TASK DESCRIPTION:
Select every line of the material below that contains the word "platform", and copy each such line in full.

DATA RECORDS:
◇ ◇ ◇ ◇ ◇ ◇ ◇

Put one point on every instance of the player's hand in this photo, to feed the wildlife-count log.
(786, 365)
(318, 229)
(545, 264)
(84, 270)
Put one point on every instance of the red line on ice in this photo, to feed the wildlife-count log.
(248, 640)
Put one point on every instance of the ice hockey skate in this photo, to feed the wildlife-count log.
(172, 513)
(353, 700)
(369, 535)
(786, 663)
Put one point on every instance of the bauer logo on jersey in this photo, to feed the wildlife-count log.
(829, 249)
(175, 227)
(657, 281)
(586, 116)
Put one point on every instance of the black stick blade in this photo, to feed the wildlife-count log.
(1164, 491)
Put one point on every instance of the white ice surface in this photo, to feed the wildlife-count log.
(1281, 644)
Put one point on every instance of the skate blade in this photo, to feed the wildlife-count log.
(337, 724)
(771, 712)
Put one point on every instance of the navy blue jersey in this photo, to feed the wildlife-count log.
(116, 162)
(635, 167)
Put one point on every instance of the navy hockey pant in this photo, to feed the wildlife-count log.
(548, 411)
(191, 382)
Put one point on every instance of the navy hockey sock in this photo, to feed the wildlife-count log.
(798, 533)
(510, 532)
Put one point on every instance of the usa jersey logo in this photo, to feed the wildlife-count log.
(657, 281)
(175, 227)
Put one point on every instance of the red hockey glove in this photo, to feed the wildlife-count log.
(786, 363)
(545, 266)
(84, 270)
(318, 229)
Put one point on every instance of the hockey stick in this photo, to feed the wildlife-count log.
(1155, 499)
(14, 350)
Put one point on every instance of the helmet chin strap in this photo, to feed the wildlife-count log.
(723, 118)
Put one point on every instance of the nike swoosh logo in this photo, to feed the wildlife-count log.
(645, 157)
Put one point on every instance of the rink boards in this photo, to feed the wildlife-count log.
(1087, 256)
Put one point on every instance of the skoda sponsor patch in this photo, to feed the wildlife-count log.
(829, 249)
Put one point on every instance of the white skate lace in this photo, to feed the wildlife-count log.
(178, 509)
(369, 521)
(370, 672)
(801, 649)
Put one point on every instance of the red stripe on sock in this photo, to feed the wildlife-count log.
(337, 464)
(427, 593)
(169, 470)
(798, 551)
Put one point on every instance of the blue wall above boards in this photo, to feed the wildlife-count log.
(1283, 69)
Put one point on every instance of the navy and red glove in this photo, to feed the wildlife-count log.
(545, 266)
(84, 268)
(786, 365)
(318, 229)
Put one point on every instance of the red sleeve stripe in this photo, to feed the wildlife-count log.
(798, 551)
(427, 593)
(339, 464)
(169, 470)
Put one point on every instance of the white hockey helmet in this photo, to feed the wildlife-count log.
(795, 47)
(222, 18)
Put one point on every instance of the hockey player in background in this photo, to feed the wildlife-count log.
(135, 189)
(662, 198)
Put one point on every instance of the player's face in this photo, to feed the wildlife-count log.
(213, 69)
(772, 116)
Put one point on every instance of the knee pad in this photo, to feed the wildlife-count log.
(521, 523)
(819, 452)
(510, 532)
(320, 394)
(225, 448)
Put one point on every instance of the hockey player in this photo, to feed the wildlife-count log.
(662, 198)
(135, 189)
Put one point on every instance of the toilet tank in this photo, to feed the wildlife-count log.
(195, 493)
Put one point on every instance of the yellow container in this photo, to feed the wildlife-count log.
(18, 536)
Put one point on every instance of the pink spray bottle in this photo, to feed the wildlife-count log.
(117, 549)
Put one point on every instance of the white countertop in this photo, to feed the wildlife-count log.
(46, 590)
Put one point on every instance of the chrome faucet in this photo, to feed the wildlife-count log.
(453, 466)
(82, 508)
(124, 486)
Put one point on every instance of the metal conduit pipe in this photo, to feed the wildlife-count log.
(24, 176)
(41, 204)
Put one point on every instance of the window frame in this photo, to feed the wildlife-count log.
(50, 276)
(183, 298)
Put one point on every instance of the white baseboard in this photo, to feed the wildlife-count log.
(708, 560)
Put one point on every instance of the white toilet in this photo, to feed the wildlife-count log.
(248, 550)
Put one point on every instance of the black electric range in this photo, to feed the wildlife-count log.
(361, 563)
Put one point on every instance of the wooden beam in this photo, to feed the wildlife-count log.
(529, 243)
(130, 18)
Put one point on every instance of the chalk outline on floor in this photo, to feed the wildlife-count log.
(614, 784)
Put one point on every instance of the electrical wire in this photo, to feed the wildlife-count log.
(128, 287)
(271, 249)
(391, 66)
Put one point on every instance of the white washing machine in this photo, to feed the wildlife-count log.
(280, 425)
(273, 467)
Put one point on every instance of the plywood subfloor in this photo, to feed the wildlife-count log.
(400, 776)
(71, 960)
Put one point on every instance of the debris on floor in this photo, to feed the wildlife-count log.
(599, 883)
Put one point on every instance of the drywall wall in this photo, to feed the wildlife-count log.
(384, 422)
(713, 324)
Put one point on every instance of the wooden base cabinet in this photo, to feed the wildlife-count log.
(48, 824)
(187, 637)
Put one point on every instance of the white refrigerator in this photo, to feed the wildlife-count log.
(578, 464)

◇ ◇ ◇ ◇ ◇ ◇ ◇

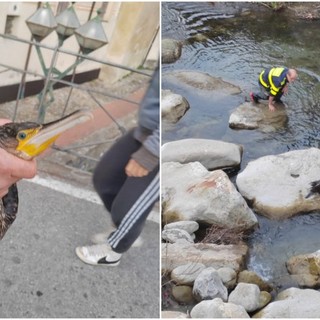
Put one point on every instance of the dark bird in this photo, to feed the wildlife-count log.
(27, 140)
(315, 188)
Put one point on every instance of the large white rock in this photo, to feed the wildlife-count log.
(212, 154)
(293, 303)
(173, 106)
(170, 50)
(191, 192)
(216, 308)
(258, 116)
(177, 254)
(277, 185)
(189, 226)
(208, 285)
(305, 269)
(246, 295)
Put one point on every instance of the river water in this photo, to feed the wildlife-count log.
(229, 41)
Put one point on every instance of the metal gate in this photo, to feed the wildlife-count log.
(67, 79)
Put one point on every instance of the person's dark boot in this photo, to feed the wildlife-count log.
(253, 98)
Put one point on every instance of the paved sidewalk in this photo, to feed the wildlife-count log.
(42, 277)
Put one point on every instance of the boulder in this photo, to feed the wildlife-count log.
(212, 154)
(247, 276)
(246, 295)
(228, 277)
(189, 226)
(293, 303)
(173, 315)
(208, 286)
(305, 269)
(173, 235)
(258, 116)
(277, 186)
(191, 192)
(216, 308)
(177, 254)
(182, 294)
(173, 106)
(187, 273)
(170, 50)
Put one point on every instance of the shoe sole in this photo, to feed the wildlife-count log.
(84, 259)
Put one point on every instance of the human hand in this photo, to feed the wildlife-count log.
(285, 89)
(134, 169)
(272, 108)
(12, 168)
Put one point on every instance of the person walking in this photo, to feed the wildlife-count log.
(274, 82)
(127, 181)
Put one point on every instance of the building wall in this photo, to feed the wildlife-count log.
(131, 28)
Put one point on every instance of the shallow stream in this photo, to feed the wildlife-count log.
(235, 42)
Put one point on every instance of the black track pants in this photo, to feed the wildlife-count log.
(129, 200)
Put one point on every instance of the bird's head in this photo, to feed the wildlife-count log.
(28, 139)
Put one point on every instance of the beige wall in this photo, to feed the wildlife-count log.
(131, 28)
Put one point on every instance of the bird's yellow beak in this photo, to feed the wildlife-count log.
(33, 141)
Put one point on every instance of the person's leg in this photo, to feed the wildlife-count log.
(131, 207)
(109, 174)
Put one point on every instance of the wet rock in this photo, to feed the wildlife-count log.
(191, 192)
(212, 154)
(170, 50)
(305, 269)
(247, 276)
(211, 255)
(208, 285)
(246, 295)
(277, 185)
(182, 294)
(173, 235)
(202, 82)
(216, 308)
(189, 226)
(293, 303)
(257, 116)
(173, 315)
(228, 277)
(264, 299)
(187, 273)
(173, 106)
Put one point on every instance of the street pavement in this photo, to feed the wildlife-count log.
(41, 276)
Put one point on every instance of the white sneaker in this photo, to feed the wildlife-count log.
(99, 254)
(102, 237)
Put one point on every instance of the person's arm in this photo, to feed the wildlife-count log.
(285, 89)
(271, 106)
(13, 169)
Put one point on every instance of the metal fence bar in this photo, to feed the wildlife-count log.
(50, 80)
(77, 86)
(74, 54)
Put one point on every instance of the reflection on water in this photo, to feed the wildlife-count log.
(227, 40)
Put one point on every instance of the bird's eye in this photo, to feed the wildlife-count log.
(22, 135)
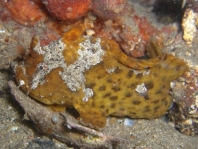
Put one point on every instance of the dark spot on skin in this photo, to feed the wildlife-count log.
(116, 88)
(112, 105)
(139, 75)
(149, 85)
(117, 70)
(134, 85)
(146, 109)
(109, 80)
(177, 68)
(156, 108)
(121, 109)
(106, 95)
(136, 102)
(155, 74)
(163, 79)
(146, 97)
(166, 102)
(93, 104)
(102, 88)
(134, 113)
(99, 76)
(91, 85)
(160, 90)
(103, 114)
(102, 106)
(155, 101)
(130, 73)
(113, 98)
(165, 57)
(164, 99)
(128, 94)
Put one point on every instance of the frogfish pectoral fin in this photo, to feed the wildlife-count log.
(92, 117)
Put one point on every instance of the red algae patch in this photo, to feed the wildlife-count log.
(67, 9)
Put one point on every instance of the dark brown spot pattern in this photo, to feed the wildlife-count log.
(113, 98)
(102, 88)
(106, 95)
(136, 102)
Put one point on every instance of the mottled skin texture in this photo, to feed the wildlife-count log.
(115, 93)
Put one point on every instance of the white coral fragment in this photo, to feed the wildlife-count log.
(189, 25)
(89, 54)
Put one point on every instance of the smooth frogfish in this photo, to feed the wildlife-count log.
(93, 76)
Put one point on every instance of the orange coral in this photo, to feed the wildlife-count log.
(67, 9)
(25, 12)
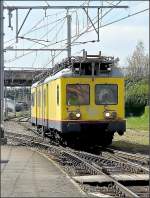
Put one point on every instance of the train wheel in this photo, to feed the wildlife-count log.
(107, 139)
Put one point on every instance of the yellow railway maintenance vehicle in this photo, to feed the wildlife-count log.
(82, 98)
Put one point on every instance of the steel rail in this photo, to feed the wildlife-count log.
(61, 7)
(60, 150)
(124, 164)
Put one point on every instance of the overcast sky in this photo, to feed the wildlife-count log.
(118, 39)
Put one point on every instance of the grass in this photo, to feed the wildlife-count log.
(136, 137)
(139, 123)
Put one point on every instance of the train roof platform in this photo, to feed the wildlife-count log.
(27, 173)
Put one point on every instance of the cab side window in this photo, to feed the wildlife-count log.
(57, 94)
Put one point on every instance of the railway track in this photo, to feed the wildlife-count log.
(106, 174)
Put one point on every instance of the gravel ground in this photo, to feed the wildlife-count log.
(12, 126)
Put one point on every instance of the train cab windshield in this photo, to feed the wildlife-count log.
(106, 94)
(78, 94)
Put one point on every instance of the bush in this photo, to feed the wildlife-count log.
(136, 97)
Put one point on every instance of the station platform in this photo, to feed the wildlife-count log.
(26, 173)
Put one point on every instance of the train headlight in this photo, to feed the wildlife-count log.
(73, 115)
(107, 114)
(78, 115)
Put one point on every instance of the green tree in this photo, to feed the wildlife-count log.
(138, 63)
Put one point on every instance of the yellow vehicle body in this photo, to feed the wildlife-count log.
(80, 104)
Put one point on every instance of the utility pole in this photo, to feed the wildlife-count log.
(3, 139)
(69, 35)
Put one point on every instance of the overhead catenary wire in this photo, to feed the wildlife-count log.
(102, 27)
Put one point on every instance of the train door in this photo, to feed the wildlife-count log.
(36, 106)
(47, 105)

◇ ◇ ◇ ◇ ◇ ◇ ◇

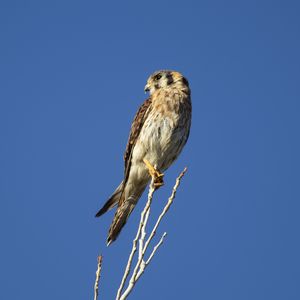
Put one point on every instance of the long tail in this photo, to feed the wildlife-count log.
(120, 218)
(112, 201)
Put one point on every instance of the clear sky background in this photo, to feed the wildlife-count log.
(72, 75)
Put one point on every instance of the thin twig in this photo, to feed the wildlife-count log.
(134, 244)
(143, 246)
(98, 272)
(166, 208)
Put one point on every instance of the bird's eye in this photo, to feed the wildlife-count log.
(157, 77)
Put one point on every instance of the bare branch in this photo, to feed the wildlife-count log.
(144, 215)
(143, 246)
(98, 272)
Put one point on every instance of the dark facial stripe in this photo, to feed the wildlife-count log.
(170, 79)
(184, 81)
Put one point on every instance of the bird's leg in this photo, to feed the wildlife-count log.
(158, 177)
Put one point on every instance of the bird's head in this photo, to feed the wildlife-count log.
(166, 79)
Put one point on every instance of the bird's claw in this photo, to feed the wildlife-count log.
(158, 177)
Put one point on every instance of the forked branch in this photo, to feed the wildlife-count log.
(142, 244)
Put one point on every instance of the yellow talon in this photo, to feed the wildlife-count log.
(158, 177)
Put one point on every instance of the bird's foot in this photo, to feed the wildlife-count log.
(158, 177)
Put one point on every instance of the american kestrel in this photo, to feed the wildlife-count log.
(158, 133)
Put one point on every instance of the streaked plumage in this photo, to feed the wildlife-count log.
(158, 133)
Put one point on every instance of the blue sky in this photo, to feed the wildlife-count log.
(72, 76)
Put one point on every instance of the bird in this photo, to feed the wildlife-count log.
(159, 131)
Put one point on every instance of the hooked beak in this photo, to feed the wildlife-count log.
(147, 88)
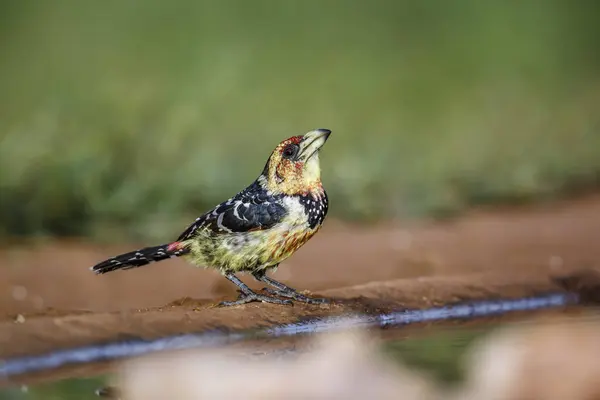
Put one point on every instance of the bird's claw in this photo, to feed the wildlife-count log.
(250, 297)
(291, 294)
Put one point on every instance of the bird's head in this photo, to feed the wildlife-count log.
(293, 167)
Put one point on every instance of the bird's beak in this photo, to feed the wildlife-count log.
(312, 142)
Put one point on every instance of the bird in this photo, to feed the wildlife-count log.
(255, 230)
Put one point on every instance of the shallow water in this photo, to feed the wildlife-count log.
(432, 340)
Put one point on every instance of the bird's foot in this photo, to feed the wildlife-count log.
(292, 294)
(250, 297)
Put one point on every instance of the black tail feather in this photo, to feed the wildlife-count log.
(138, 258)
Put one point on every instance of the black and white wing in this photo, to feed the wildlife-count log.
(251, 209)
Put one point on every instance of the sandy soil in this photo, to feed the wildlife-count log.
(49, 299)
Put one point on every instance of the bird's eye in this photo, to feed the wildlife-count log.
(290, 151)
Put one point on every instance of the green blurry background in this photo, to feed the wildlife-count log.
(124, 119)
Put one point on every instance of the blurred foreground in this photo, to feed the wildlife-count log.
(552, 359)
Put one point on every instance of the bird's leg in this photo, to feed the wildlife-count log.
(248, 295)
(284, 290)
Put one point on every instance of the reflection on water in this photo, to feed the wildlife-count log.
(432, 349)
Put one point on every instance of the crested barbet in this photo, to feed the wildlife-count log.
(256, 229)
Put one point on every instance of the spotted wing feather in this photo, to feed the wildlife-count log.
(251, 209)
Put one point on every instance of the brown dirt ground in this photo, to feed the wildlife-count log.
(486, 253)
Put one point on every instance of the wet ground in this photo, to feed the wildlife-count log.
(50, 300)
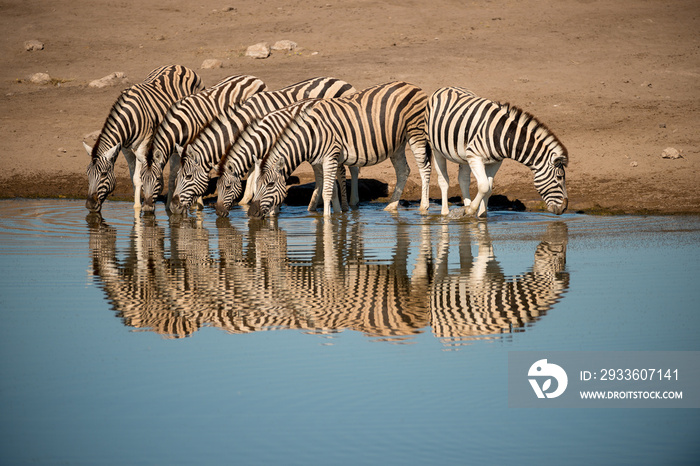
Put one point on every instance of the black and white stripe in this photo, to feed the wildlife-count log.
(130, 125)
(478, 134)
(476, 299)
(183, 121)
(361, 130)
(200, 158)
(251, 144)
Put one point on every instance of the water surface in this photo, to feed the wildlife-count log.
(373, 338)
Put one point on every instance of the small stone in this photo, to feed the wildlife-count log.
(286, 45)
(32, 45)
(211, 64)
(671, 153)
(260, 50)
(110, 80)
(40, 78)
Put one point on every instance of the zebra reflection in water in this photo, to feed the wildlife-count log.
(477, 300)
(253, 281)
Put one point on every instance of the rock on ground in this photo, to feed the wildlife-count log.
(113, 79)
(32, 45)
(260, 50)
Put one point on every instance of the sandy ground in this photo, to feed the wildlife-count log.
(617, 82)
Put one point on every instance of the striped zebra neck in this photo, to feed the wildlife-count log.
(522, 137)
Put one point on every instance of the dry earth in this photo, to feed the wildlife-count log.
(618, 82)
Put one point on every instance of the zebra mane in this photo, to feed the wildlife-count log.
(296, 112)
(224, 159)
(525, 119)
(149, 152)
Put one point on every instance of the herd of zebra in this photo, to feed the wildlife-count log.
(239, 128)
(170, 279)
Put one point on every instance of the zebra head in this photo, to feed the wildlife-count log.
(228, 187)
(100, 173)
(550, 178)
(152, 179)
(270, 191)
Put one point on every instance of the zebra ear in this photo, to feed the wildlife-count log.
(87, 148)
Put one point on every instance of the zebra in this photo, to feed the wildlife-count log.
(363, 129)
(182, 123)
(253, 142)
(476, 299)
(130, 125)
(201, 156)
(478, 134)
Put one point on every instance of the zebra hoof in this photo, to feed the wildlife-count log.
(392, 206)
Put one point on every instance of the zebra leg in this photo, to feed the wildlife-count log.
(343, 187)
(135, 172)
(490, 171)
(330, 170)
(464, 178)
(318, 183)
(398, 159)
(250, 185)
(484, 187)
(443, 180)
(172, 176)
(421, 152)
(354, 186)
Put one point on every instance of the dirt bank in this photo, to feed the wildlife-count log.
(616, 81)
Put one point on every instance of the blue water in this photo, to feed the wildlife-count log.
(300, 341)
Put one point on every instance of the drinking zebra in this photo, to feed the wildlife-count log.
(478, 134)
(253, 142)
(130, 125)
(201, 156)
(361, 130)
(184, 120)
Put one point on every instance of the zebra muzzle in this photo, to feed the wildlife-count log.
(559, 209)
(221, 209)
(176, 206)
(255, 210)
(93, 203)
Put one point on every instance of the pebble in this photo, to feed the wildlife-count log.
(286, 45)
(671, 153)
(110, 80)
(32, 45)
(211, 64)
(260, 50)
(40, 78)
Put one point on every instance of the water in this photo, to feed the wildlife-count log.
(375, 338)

◇ ◇ ◇ ◇ ◇ ◇ ◇

RESULT FOR THIS TASK:
Put one point on every instance of the train roof platform in this photo, to feed the wildlife-count log.
Put one point on every instance of the station platform in this photo, to feed the wildlife-count log.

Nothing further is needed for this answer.